▶ _Consigne_
Poursuivez l'extrait ci-dessous sur le trucage du scrutin présidentiel en reprenant juste après sa dernière phrase.

▶ _Extrait_
____________

Étant donné que le ministère de l'Intérieur est tenu par un partisan d'Ahmadinejad, le résultat ne pouvait être contesté dans l'ordre qu'il donnait des candidats. En revanche, il importait de ne pas aller à un second tour, compte tenu du précédent de 2009 et des troubles qu'il avait suscités. Il fallait aussi donner au monde l'impression d'une vraie consultation populaire, ayant mobilisé les foules. Telle était la mission impartie au million de séides stipendiés du régime sous des formes et des appellations diverses : adjonction d'un autre scrutin, municipal celui-ci, au présidentiel, affluence de miliciens dans les bureaux de vote comme naguère chez nous, des inspecteurs des R.G. à une fameuse réunion électorale, regroupement de bureaux de vote afin d'en élargir la fréquentation, et pour couronner le tout, multiplication des chiffres obtenus par quatre ou cinq dans les "salles de regroupement des voix", doux euphémisme pour désigner les bureaux de trucage électoral.
De la sorte, après avoir eu le culot d'annoncer dès la veille du scrutin les chiffres de participation, les autorités ont pu proclamer élu dès le premier tour un candidat qui n'avait même pas obtenu le fatidique quart des électeurs inscrits que requiert une élection à la majorité absolue. Qu'importe puisque les médias occidentaux ont avalé la supercherie, comme un brochet affamé gobe l'appât et l'hameçon.

____________

▶ _Données extraites_
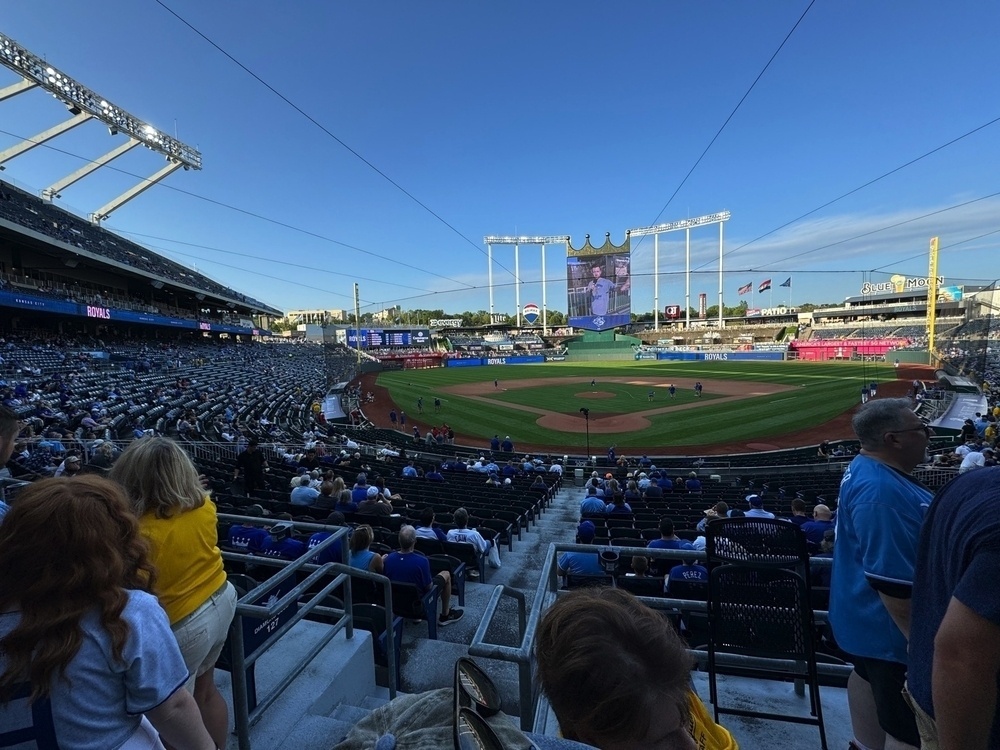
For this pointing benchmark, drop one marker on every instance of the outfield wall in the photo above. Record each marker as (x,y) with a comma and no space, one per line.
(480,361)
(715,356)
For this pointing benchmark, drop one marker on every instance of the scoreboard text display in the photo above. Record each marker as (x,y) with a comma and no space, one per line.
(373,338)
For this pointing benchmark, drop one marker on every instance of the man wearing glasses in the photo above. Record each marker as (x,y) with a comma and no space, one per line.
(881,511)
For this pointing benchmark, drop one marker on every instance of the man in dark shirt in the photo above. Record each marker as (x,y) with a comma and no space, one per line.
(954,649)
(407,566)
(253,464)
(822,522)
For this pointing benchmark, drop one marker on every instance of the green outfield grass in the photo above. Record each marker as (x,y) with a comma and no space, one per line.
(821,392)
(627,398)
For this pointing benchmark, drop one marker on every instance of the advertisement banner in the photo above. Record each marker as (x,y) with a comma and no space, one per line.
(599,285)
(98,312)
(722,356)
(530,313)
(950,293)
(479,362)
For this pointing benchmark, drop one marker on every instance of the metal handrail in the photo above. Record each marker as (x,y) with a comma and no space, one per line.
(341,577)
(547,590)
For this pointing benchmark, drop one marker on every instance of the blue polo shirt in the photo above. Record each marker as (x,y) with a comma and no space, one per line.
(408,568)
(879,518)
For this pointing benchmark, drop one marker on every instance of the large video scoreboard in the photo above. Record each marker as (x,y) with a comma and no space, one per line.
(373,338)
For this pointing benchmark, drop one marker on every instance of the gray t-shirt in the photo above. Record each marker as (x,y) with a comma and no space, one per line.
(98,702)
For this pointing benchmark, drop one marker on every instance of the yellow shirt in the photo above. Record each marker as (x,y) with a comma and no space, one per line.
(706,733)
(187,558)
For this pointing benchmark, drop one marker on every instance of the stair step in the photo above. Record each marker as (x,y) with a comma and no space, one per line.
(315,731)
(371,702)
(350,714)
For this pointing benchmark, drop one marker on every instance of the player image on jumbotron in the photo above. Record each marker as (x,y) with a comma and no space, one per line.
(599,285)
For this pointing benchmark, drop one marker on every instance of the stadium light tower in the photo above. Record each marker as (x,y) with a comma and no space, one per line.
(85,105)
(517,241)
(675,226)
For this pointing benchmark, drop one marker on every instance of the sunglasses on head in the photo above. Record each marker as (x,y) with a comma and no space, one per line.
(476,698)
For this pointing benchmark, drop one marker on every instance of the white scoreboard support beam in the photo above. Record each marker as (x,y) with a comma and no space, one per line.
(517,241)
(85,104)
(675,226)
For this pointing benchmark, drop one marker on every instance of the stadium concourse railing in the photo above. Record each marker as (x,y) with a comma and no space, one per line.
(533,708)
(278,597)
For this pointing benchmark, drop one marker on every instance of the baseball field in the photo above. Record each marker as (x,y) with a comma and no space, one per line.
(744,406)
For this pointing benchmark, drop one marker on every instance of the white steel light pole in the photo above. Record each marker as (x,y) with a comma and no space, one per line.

____________

▶ _Réponse_
Le nouveau Président ensuite. La personnalité du mollah Hassan Rohani ne diffère en rien de celle de ses prédécesseurs. Il suffit de consulter sa biographie pour s'en convaincre. Ancien proche de l'ayatollah Khomeiny, il présente le profil d'un spécialiste des questions militaires, avec l'exercice des fonctions de secrétaire du Conseil supérieur de la sécurité nationale pendant seize ans, de 1989 à 2005, fonctions qu'il cumulait avec celles de conseiller à la sécurité nationale du Président, de membre du Conseil supérieur de la défense, de commandant en chef de la défense aérienne, de président du Conseil supérieur de la logistique de guerre et, pour couronner le tout, de Président de la commission de la défense nationale. Ce qui ne donne pas précisément l'image d'un grand pacifiste qui serait résolu à stopper la marche de l'Iran vers la possession de l'arme nucléaire, s'il en avait le pouvoir. Hassan Rohani a encore récemment déclaré qu'il avait trompé la troïka européenne à ce sujet afin de permettre la poursuite du programme atomique et ses déclarations d'allégeance au Guide suprême ne laissent place à aucune ambigüité quant à sa loyauté envers les caciques du régime. Parler, dans ces conditions, d'une "cohabitation" entre le Guide et le Président témoigne d'une méconnaissance certaine de la logique institutionnelle de l'Iran religieux.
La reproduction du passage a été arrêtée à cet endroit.